**** STORED DATA

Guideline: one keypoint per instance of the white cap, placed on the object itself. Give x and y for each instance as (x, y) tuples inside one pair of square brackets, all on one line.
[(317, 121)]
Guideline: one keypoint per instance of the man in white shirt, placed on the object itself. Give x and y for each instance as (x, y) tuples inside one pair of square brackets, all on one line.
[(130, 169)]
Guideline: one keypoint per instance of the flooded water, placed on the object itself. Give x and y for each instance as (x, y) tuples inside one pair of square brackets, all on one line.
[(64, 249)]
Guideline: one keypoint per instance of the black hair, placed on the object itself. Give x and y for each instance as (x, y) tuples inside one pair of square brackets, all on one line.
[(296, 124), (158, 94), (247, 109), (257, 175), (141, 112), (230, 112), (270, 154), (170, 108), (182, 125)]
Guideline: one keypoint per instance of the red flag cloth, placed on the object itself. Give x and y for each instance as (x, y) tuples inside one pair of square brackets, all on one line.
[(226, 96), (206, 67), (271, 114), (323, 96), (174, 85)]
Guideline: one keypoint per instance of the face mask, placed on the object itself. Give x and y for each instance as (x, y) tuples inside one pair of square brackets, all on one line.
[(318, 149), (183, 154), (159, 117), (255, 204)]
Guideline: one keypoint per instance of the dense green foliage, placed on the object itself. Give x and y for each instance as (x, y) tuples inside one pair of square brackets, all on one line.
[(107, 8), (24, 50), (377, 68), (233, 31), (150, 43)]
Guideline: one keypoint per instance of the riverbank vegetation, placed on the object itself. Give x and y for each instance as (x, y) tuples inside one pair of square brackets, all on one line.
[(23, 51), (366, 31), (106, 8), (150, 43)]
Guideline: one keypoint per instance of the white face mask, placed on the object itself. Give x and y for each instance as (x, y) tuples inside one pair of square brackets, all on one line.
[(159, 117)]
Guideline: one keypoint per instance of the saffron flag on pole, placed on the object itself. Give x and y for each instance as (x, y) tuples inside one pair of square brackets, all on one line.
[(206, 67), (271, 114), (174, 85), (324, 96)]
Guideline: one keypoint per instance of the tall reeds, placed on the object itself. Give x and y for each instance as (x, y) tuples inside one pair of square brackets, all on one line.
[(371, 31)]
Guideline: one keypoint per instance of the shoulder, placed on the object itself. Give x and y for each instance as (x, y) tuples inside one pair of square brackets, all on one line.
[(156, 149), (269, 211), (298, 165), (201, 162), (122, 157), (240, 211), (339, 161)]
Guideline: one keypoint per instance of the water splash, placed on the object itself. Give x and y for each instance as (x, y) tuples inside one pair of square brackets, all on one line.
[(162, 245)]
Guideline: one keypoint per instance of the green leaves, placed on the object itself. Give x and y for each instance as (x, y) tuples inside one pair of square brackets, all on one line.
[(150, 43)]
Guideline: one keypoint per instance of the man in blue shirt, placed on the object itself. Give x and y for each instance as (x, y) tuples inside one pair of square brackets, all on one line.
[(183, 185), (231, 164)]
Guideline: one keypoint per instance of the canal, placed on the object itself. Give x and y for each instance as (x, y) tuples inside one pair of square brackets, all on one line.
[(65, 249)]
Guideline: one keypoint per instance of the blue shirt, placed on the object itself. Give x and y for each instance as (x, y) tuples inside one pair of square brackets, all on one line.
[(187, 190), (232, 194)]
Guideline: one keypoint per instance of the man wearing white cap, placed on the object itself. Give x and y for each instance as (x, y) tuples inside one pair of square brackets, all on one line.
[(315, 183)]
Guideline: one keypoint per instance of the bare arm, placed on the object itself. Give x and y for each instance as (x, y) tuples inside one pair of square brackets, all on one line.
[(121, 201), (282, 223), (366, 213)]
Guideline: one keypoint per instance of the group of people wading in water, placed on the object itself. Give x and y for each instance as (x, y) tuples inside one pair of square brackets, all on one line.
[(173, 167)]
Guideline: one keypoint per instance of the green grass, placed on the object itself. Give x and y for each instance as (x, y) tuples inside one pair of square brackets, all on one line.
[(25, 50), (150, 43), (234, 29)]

********

WHAT THE TASK REQUIRES>
Every record above should be copied exactly.

COMPLETED EXERCISE>
Guideline: one keypoint per instance of the white cap, placed on the object itself. Give x and y for each instance as (x, y) tuples inside one pair of square brackets, all on one line.
[(317, 121)]
Guideline: one keypoint per instance of the man in white shirt, placed on the object itself. Give x and y for each instance as (x, y) tuples inside one pair of square brackets, all on one line.
[(130, 169)]
Guideline: one keypoint per instance of the flooded water, placed on the object itself. Give x and y for each instance as (x, y) tuples inside one pair of square brackets, all on one line.
[(64, 249)]
Guideline: one keypoint per instance of the black hair, placed on the object itself. Give x and y for each instance as (x, y) tuples inside one pair of square brackets, all on one line.
[(296, 124), (158, 94), (247, 109), (257, 175), (141, 112), (230, 112), (270, 154), (170, 108), (182, 125)]
Guideline: one keypoint per instance of the red flag cloth, placed on the object itself. Give x and y for each instance as (x, y) tuples inside one pair of square brackets, all on one line.
[(226, 96), (206, 67), (271, 114), (323, 96), (174, 85)]
Guideline: one keypoint per instance of the face mask, placed on the object itself. Give x and y for each instance as (x, y) tuples inside one pair of square brackets, all on one line.
[(318, 149), (183, 154), (159, 117), (255, 204)]
Guideline: one keypoint per instance of the dense green foliage, placed on the object itself. Give x and y for each instance as (x, y) tuples inside one pair of square brackets, all on one line.
[(107, 8), (24, 50), (377, 68), (233, 31), (150, 43)]
Guideline: one keypoint per instance of the riverbank vegetation, placed on the object itself. Give x and y for each instance as (x, y) tuples inside one pair of square brackets, all on one line.
[(23, 51), (366, 31), (106, 8), (150, 43)]
Guideline: one keypoint per instance of the white face mask, placed on the object itself. Give x and y for each instance as (x, y) tuples inside one pair of square brackets, all on one line.
[(159, 117)]
Guideline: one keypoint per instance of the saffron flag on pole, placed on the object itself. Give x and y for each instance as (x, y) tuples inside one pair of square brackets, all on one line.
[(206, 67), (271, 114), (174, 85), (324, 96)]
Guideline: one keypoint per instance of the tall reeds, placed on the object itself. Give x and y for each instance as (x, y) tuples inside one pair of square brackets, all on one line.
[(371, 31)]
Guideline: one keypoint per instance of the shoulder, placed on the object itself. Give x and y for each instance as (x, y) tuples inside one pair of square brackets, all on one line.
[(156, 149), (269, 211), (298, 165), (201, 162), (122, 157), (240, 211), (339, 161)]
Guideline: one keypoint per instance of the water splash, placed on the object itself. Give x and y for each instance as (x, y) tuples inside one pair of square brackets, all on one line.
[(162, 245)]
Guideline: one keypoint per instance of the green leaves, placed on the object itself. Give x and y for each instance as (x, y) tuples inside one pair of square brackets, all on one line.
[(150, 43)]
Guideline: one keypoint per instance of the man in blue shirt, placed on the object itself. Give x and y for each instance as (x, y) tuples inside one pair of square brackets, all on one line.
[(183, 185), (231, 164)]
Guideline: one keypoint per instance of the canal, placed on the object itself. Give x and y for each instance as (x, y) tuples inside one pair of square brackets, all on one line.
[(65, 249)]
Guideline: one keypoint per instance of the blue shirt, placed on the object itself. Give x and y for each instance as (x, y) tuples inside one pair of square brackets, all on one line.
[(187, 190), (232, 194)]
Guideline: one keypoint per instance of the man wearing white cap, placed on the object itself. Give x and y for each instance as (x, y) tuples inside one pair of square brackets, all on one line.
[(315, 183)]
Guideline: one keypoint per instance of the bare arm, placed on the object itself. Give x and y for each instance as (x, y) tuples inside one pair of square brackets, all on one line.
[(121, 201), (282, 223), (366, 213)]
Guideline: one keypoint per instance of the group of people wading in water, placed on the object itself. Give x and y for each instance as (x, y) tuples inside one pair of square brackets, all on one line.
[(173, 167)]
Guideline: one keypoint per instance of the green grass, placed on the object itself. Give x and y for each instance as (x, y) tuples inside one pair of square brackets, all on one line.
[(25, 50), (150, 43), (234, 29)]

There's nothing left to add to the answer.